Task data »
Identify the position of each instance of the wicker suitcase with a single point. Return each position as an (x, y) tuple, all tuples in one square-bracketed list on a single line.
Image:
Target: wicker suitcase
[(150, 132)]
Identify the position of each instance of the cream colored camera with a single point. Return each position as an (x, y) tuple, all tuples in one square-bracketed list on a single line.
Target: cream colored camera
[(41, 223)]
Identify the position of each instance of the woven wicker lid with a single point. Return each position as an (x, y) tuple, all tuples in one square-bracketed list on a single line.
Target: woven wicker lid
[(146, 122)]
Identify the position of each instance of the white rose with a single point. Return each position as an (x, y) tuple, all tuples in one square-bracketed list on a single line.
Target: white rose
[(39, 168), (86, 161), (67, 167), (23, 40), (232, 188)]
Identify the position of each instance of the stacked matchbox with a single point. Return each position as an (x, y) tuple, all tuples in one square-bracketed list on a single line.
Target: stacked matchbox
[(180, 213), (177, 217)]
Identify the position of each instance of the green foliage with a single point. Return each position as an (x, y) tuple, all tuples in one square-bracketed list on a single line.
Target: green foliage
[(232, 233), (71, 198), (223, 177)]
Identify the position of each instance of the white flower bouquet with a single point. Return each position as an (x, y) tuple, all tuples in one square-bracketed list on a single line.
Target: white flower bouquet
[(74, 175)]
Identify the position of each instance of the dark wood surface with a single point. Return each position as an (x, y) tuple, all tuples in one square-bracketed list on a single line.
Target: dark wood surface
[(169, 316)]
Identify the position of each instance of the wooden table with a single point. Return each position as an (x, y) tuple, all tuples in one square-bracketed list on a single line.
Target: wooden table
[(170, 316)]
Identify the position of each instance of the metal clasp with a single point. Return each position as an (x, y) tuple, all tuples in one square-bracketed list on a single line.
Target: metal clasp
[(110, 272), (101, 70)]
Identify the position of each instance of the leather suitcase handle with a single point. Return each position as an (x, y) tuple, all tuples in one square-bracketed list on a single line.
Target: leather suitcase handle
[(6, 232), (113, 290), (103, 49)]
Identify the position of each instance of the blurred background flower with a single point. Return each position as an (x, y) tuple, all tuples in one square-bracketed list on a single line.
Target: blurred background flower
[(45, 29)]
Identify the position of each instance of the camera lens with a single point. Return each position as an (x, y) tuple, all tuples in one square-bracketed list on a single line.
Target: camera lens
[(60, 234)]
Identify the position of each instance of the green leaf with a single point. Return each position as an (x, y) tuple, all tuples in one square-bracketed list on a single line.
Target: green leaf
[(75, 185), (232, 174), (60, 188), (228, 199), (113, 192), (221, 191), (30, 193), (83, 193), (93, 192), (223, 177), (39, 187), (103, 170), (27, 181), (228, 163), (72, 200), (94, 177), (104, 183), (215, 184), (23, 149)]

About this exercise » In the entries above, restate word for word the lines between the one holding "Target: stacked matchbox" and the one holding "Identify the position of each instance of the leather", inclusive, and nothing besides.

Exercise result »
Target: stacked matchbox
[(180, 213), (177, 217)]
Identify the position of each instance of the green foliage with a single point. Return each position as an (x, y) tuple, all tuples in one square-bracketed list on a single line.
Target: green foliage
[(232, 233), (71, 198), (223, 177)]
Identify the position of each instance of the white flower bouquet with a single point. Return each position as an (x, y) tuple, all tuples in one square-bracketed list on a single line.
Target: white flower bouquet
[(74, 175)]
Identify the position of each instance of the dark wood surface with a single point. Return each position as an (x, y) tuple, all tuples in one square-bracketed list on a single line.
Target: dark wood surface
[(169, 316)]
Identify the position of each instance of the wooden table with a single point. Return each position as an (x, y) tuple, all tuples in one square-bracketed list on a single line.
Target: wooden table
[(170, 316)]
Identify the position of each instance of the metal clasp with a single point. Return each position as an (x, y) tuple, all tuples in one square-bracketed list on a single line.
Target: metal clasp
[(110, 272), (101, 70)]
Identify the position of each instance of the leather suitcase handle with a single point. Return each position as an (x, y) tuple, all tuples in one square-bracketed list on a single line.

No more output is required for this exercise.